==== Supplied material ====

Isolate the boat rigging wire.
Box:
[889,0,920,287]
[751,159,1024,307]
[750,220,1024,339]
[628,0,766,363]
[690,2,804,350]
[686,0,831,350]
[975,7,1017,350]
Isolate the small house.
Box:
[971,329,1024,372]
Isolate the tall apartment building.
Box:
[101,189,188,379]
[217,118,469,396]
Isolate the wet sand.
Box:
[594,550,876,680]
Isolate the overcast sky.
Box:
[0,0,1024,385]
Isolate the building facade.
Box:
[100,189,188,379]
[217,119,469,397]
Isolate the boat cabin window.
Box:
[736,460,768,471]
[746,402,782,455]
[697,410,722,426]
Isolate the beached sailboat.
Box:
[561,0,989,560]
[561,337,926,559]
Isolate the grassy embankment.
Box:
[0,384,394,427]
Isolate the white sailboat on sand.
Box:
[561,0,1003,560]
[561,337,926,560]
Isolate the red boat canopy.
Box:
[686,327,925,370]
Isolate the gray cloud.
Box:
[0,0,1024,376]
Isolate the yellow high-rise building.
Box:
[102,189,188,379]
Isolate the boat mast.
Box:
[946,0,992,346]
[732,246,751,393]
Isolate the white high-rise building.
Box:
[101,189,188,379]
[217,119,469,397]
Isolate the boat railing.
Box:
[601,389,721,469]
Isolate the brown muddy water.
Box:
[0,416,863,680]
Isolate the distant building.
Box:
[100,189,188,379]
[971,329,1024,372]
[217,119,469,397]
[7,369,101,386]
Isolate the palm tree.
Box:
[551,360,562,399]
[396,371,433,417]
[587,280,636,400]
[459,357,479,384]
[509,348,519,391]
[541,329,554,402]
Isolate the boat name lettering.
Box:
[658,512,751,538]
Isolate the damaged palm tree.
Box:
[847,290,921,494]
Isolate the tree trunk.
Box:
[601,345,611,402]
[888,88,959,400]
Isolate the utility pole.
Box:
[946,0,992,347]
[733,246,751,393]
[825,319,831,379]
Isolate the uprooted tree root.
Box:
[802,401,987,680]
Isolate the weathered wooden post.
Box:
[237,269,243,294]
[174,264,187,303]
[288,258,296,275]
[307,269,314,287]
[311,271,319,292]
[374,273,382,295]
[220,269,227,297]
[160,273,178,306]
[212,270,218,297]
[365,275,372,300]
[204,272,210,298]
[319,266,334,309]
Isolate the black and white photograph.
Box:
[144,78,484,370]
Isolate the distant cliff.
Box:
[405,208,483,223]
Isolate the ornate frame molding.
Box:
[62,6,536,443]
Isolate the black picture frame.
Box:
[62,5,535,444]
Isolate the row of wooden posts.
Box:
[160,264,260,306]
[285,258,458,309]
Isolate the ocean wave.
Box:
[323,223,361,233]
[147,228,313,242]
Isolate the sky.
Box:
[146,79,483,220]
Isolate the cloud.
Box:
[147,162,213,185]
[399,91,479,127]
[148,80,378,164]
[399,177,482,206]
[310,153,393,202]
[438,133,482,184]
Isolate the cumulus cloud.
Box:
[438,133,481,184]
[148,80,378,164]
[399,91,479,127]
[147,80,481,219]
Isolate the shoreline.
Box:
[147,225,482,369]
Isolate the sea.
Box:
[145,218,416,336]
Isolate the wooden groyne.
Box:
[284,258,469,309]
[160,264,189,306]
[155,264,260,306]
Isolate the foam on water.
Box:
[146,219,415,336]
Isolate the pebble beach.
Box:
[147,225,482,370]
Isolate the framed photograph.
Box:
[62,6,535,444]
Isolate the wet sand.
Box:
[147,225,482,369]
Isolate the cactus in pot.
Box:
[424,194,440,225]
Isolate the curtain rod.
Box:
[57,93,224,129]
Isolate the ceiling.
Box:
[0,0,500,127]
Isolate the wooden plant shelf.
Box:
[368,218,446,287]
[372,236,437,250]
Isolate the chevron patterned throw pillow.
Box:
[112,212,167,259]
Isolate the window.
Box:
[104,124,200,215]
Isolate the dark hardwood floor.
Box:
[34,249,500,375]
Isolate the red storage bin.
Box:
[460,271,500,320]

====

Task instructions: Write out each line of the listing above that includes the string "sailboat".

Exercise result:
Isolate the beached sailboat.
Isolate the white sailboat on sand.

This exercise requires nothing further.